**Selection:**
START
GNI (Gross National Income)
The Gross national income (GNI) consists of: the personal consumption expenditures, the gross
private investment, the government consumption expenditures, the net income from assets abroad
(net income receipts), and the gross exports of goods and services, after deducting two
components: the gross imports of goods and services, and the indirect business taxes. The GNI is
similar to the gross national product (GNP), except that in measuring the GNP one does not deduct
the indirect business taxes.
PPP
Purchasing power parity (PPP) is a theory which states that exchange rates between currencies
are in equilibrium when their purchasing power is the same in each of the two countries. This
means that the exchange rate between two countries should equal the ratio of the two countries'
price level of a fixed basket of goods and services. When a country's domestic price level is
increasing (i.e., a country experiences inflation), that country's exchange rate must depreciated in
order to return to PPP. Note: PH = E*PF or E=PH/PF
Need for adjustments to GDP
1.The exchange rate reflects transaction values for traded goods between countries in contrast to
non-traded goods, that is, goods produced for home-country use. Also, currencies are traded for
purposes other than trade in goods and services, e.g., to buy capital assets whose prices vary
more than those of physical goods. Also, different interest rates, speculation, hedging or
interventions by Central Banks can influence the foreign exchange market.

Using PPP to adjust GDP


The PPP method is used as an alternative to correct for possible statistical bias. The
Penn World table is a widely cited source of PPP adjustments, and the so-called
Penn Effect reflects such a systematic bias in using exchange rates to outputs
among countries.
END
**Extracted records:**
START
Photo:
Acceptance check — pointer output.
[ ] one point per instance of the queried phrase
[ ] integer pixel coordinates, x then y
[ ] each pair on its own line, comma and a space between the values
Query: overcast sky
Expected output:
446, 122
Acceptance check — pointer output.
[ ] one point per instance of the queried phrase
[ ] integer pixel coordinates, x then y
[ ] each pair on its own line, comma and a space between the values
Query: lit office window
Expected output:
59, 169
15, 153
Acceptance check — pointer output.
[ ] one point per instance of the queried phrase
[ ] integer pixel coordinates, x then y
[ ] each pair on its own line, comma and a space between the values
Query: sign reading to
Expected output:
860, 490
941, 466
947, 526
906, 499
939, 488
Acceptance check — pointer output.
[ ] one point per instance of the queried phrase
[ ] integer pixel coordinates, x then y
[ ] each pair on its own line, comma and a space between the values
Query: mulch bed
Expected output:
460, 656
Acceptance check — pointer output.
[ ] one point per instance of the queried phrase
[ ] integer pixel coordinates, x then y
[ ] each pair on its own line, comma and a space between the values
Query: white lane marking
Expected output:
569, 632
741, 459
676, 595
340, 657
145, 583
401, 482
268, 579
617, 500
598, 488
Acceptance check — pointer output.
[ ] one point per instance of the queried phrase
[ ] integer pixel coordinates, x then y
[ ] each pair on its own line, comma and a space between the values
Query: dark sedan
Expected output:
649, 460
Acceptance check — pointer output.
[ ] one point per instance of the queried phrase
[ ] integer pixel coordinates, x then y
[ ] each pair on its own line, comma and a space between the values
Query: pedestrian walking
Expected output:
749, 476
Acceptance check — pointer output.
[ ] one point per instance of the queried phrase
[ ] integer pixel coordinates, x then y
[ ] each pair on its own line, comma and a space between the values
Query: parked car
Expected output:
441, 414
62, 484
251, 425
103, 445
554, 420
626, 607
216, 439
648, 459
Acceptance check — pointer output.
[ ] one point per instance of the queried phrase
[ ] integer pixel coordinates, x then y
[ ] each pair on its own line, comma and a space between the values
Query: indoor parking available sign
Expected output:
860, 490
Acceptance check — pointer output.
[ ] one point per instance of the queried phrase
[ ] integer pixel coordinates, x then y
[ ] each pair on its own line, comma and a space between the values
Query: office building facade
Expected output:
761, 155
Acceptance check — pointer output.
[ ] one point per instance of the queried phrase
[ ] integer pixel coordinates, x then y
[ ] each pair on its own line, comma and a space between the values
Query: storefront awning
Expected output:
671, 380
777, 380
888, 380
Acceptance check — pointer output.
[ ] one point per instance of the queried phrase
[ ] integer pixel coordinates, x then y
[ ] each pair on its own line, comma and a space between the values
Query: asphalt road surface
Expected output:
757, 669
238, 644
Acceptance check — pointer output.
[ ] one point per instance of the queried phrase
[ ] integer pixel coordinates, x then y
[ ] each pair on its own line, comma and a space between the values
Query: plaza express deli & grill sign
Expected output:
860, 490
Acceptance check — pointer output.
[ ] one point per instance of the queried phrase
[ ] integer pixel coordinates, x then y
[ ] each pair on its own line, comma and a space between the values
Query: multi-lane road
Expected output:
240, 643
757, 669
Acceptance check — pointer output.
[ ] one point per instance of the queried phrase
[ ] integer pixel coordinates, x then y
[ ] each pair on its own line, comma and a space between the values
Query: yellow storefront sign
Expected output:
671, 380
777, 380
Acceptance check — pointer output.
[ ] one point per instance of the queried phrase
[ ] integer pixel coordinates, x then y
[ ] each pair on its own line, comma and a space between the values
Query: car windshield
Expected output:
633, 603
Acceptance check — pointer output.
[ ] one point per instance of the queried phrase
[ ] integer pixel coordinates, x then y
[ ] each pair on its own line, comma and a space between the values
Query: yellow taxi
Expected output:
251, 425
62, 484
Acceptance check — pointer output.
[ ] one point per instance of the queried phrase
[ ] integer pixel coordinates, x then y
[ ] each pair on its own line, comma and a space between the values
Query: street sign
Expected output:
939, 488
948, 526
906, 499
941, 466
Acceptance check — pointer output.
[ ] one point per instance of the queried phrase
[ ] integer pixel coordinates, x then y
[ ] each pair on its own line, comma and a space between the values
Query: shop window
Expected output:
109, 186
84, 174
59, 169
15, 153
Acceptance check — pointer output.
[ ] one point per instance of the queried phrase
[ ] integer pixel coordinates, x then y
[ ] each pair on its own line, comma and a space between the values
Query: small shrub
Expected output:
END
**What you will do:**
1) Please quote the economics passage starting at "The PPP method" and ending at "among countries.".
2) According to the economics passage, what is not deducted when measuring the GNP?
3) Check each statement against the economics passage and answer yes or no, quoting the deciding words: (a) Computing the GNI involves deducting the gross imports of goods and services. (b) Interventions by Central Banks have no effect on the foreign exchange market. (c) Under PPP, the exchange rate between two countries should equal the ratio of their price levels for a fixed basket of goods and services.
The listing is separate material, apart from the economics passage.

**Expected outputs:**
1)
The PPP method is used as an alternative to correct for possible statistical bias. The
Penn World table is a widely cited source of PPP adjustments, and the so-called
Penn Effect reflects such a systematic bias in using exchange rates to outputs
among countries.

2) The indirect business taxes.

3)
(a) Yes: "after deducting two components: the gross imports of goods and services, and the indirect business taxes"
(b) No: "interventions by Central Banks can influence the foreign exchange market"
(c) Yes: "the exchange rate between two countries should equal the ratio of the two countries' price level of a fixed basket of goods and services"